Copy out all the entries below, renaming "Target" to "Object" everywhere and changing nothing else. Leave the pictures out.

- [Provided data]

>>>>

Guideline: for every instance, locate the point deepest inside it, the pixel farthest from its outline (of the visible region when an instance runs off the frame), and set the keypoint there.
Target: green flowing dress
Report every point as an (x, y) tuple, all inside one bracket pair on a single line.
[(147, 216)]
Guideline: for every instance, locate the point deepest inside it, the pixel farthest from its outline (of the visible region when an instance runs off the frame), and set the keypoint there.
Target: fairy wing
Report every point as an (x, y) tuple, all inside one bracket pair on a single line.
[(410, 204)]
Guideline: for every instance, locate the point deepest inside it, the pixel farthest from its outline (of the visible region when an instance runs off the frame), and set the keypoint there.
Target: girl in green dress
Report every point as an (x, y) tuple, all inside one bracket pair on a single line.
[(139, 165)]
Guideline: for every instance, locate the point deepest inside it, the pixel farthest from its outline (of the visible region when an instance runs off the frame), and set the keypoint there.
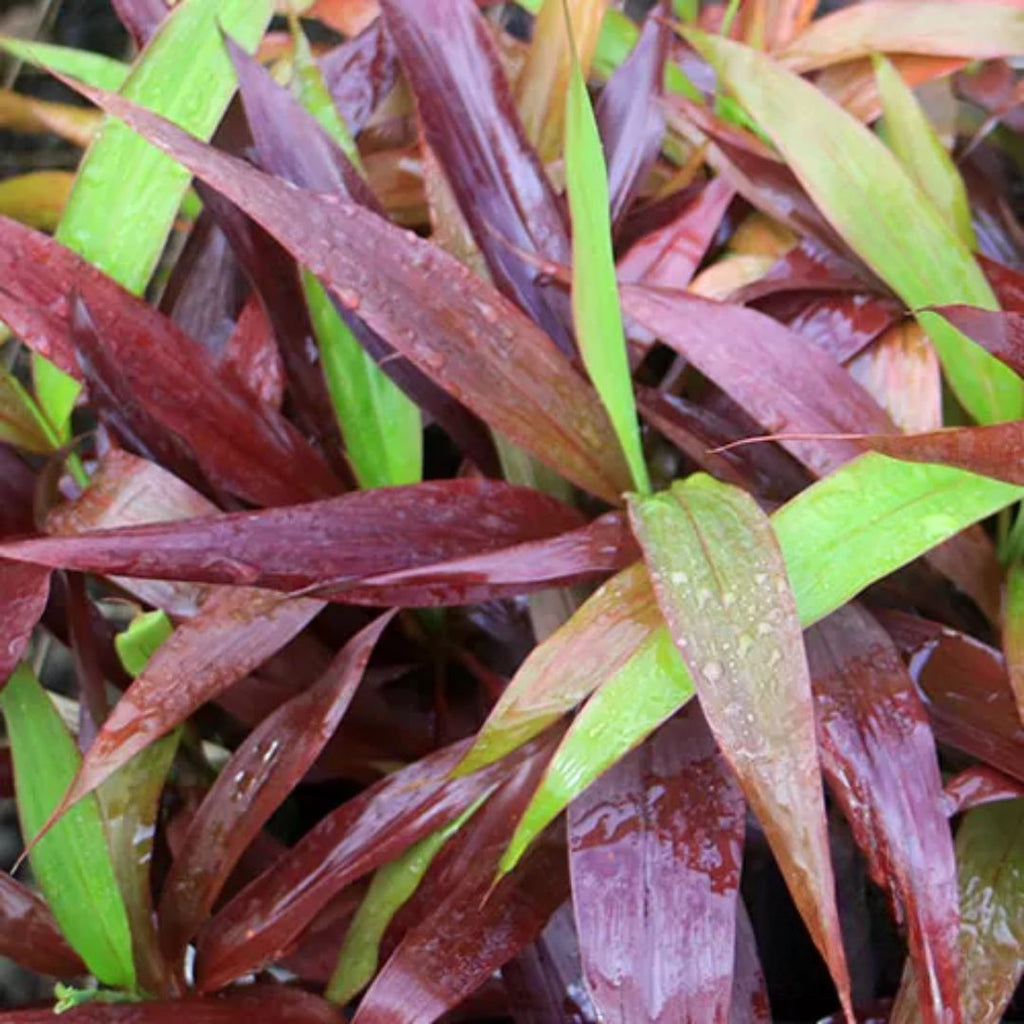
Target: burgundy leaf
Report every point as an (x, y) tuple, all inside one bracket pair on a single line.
[(341, 541), (630, 115), (369, 830), (454, 326), (1001, 334), (967, 689), (269, 1004), (470, 121), (359, 73), (241, 444), (780, 379), (291, 144), (670, 256), (879, 756), (656, 847), (473, 927), (251, 786), (993, 451), (30, 936), (978, 785)]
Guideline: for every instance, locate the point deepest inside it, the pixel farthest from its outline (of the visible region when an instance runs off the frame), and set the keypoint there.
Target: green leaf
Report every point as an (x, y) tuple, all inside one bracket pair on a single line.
[(138, 643), (909, 134), (381, 427), (94, 69), (127, 193), (869, 518), (392, 887), (596, 312), (848, 171), (71, 862)]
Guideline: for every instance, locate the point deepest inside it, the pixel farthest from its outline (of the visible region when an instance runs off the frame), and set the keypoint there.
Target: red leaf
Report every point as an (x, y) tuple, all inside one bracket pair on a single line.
[(242, 445), (30, 936), (879, 756), (455, 327), (967, 689), (630, 115), (265, 768), (473, 926), (1001, 334), (656, 846), (470, 121), (369, 830), (780, 379), (370, 534)]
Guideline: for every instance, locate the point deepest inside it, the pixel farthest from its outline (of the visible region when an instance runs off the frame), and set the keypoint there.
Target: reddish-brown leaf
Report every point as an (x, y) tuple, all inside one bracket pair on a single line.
[(265, 768), (779, 378), (879, 756), (30, 936), (655, 852), (455, 327), (367, 832), (242, 445), (470, 121)]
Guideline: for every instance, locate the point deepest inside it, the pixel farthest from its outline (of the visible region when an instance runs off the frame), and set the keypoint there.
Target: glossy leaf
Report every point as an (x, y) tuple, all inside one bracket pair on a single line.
[(364, 834), (900, 244), (436, 318), (139, 358), (30, 936), (262, 772), (470, 123), (655, 850), (879, 757), (908, 133), (780, 379), (892, 512), (72, 862), (888, 27), (596, 313), (720, 581), (123, 181)]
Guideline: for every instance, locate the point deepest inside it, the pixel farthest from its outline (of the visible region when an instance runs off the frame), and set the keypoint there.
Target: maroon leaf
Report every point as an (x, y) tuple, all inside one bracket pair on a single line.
[(251, 786), (978, 785), (669, 257), (241, 444), (358, 74), (1001, 334), (780, 379), (967, 689), (879, 757), (369, 830), (473, 926), (30, 936), (470, 121), (456, 328), (269, 1004), (994, 451), (656, 847), (345, 540), (630, 114)]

<<<<

- [Final answer]
Guideline: for every instance, locate the point deepest inside it, the pixel farthest from its outline (of the visible region when an instance runs off the frame), and set the keypoint there.
Object: green flowing dress
Report every point as an (x, y) tuple, all inside one bracket pair on a single line.
[(147, 216)]
Guideline: for every instance, locate the point deepest inside it, the pixel farthest from its outline (of the visible region when an instance runs off the frame), and set the keypoint there.
Object: fairy wing
Report every point as an (x, y) tuple, all inside one bracket pair on a single line.
[(410, 204)]
Guideline: for every instance, locate the point deepest inside it, the pixel farthest from its outline (of the visible region when an instance runs off the frame), and set the keypoint there.
Object: girl in green dress
Report every point as an (x, y) tuple, all inside one bracket pair on a single line.
[(139, 165)]
Guideline: for every instance, locate the point deepest inside it, the pixel farthest from its outline (of the visible region when an instance runs off the frame), and set the keypoint there.
Object: burgundy leaf
Report every point as an (x, y) tuple, all inside one bracket pair on a single line.
[(341, 541), (630, 115), (369, 830), (454, 326), (1001, 334), (967, 689), (269, 1004), (470, 121), (359, 73), (241, 444), (780, 379), (291, 144), (670, 256), (879, 756), (656, 847), (473, 927), (251, 786), (993, 451), (30, 936), (978, 785)]
Guideline: for every instance, locate the point deepest inside it, the pixel farthest from its outline (of the visible region when an instance runs off the frame), and set the keypoint there.
Object: green leaf
Report every point as an (x, y) tuple, all inside one bracket pair on a single line.
[(138, 643), (909, 134), (381, 427), (94, 69), (127, 193), (869, 518), (392, 887), (596, 312), (848, 171), (71, 862)]
Guideline: for every instance, locate the point deepest inside it, the pixel farthest from its outline (of the visible region when an instance runs off the frame), and set the keypoint there.
Object: red leaf
Report every point as an (x, y) tuple, all inside one bracket pair on a single line.
[(242, 445), (30, 936), (879, 756), (455, 327), (967, 689), (630, 115), (265, 768), (473, 926), (1001, 334), (656, 846), (470, 121), (369, 830), (780, 379), (370, 534)]
Guideline: for every instance, locate the point deepest inside it, the pixel farthest from its outline (of the visible region when an instance runs off the frame), and set the keypoint there.
Object: reddish-brown leaf
Report every point as an (x, y) tuple, all inside one bracket pair on a single line.
[(265, 768), (779, 378), (879, 756), (30, 936), (655, 852), (455, 327), (367, 832), (242, 445), (470, 121)]
Guideline: for every instance, locate the point deepest inside it, the pixel farthest from its outline (of the visible region when an instance runs off the frame), and set the keypoint there.
Object: glossy leaf
Report every point as an (x, y) tuple, all inside one bracket pair on a single line.
[(364, 834), (900, 244), (436, 318), (139, 358), (30, 936), (262, 772), (470, 123), (655, 850), (879, 757), (908, 133), (780, 379), (892, 512), (72, 862), (888, 27), (596, 313), (720, 581), (123, 181)]
Guideline: for every instance, locate the point deepest inside it, the pixel farthest from its outline (of the visible region when an instance runs off the frame), and set the keypoint there.
Object: maroon leaf
Report every point as an (x, y) tuple, all inside one bracket pair on a single line.
[(251, 786), (978, 785), (669, 257), (241, 444), (358, 74), (1001, 334), (780, 379), (967, 689), (879, 757), (369, 830), (473, 926), (30, 936), (470, 121), (456, 328), (269, 1004), (994, 451), (656, 847), (345, 540), (630, 114)]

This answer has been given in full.